**Objective:** Please retype the listing word for word, from its first line down to and including the line that contains "point(659, 469)".

**Records for processing:**
-------------------------

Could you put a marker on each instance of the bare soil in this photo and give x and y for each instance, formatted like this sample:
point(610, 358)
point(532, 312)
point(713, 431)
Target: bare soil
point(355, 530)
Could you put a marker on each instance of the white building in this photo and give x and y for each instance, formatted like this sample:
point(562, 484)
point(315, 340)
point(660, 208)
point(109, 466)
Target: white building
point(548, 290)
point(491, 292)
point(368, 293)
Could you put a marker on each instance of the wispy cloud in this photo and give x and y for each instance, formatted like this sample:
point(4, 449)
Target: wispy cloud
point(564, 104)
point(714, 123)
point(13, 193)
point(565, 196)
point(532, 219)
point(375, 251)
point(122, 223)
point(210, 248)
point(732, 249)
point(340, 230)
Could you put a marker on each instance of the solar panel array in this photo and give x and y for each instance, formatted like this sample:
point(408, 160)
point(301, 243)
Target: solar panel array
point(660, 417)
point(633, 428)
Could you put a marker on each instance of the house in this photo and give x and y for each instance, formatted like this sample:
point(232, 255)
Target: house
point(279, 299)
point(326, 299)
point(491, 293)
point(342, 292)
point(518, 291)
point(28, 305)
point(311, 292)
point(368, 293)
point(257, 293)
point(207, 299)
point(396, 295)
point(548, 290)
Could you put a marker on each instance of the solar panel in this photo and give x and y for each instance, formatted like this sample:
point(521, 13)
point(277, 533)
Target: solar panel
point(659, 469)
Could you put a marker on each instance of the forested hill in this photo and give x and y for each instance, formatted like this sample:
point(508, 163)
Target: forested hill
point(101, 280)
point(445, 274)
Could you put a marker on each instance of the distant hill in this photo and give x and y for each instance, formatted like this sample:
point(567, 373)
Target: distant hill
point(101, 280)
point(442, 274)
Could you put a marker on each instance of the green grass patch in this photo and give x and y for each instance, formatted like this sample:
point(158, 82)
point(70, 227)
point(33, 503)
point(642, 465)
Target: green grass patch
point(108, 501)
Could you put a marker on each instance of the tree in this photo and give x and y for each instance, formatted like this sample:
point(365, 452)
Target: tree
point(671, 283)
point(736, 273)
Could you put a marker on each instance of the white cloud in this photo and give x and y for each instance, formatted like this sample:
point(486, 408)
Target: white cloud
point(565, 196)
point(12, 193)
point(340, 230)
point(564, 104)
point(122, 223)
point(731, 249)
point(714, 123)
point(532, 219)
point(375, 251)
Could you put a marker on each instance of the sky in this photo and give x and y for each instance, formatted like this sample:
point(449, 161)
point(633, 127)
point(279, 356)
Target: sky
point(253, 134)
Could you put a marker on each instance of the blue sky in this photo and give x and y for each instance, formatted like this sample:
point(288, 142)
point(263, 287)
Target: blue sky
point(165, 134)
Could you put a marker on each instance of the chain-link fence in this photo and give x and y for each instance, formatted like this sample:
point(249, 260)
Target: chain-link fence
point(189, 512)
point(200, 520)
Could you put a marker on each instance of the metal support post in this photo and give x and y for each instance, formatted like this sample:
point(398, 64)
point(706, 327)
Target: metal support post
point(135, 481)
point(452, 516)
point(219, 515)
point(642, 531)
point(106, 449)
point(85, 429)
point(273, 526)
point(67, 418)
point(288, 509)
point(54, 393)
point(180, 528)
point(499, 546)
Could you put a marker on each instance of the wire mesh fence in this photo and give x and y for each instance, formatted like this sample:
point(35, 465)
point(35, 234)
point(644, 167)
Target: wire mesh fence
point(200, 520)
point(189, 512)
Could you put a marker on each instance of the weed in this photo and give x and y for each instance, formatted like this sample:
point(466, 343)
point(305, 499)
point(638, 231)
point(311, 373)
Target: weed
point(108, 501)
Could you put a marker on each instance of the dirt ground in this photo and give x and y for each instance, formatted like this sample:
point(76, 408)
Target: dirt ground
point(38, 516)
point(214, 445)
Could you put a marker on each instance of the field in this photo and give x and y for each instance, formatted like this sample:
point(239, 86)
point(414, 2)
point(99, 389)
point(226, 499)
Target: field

-------------------------

**Answer to this problem:**
Could you put a marker on each instance of the bare soil in this photo and give x and y for each instance, formatted like this sample:
point(610, 358)
point(532, 312)
point(713, 431)
Target: bare soil
point(355, 530)
Could you put a marker on each instance of the white building in this photo and give x and y for each instance, formatted like this sample:
point(562, 484)
point(315, 340)
point(660, 208)
point(109, 466)
Target: white building
point(548, 290)
point(491, 292)
point(368, 293)
Could you put a marker on each instance of the wispy cloud in this photo and give x and y for each instance, formatted like this sample:
point(4, 449)
Target: wispy cloud
point(564, 104)
point(714, 123)
point(13, 193)
point(565, 196)
point(532, 219)
point(375, 251)
point(122, 223)
point(210, 248)
point(732, 249)
point(340, 230)
Could you put a marker on each instance of the solar panel array in this photo and give x and y for each instance, formatted like this sample:
point(408, 160)
point(301, 243)
Target: solar panel array
point(660, 417)
point(633, 428)
Could you put a marker on each instance of the house in this photo and give x and y for each instance, formatted like this sample:
point(232, 255)
Target: house
point(279, 299)
point(326, 299)
point(491, 293)
point(342, 292)
point(518, 291)
point(28, 305)
point(311, 292)
point(368, 293)
point(257, 293)
point(207, 299)
point(396, 295)
point(548, 290)
Could you put a marker on each instance of the solar panel in this photo and give x and y for each instance, formatted like this sample:
point(521, 13)
point(277, 533)
Target: solar panel
point(659, 469)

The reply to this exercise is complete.